Excerpts from a dataset

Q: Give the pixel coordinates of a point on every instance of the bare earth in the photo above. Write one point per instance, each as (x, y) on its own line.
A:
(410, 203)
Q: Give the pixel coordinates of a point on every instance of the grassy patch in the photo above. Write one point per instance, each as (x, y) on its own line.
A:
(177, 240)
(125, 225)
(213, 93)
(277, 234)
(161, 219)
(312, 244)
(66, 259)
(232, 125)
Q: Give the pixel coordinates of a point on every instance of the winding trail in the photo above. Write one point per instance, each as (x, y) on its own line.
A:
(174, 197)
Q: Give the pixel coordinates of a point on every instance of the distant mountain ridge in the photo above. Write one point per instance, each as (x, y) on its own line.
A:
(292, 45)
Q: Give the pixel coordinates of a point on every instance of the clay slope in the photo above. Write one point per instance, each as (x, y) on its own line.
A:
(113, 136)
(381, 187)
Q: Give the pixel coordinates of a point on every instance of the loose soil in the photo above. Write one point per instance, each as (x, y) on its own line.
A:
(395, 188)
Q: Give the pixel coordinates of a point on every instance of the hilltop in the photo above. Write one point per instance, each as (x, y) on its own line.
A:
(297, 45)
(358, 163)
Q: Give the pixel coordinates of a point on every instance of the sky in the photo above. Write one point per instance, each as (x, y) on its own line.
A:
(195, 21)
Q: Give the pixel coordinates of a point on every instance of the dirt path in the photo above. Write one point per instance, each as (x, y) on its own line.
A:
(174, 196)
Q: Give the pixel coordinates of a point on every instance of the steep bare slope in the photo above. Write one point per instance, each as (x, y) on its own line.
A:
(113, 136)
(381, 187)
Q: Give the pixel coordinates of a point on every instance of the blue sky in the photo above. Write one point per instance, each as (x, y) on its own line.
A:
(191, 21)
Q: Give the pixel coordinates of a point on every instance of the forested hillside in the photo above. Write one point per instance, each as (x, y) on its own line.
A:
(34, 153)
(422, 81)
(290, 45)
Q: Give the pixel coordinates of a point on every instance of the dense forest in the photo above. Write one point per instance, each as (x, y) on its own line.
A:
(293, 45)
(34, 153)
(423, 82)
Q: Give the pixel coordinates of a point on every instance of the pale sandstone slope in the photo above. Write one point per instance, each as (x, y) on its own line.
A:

» What you have to do
A single figure must be given: how many lines of the records above include the string "slope".

» Response area
3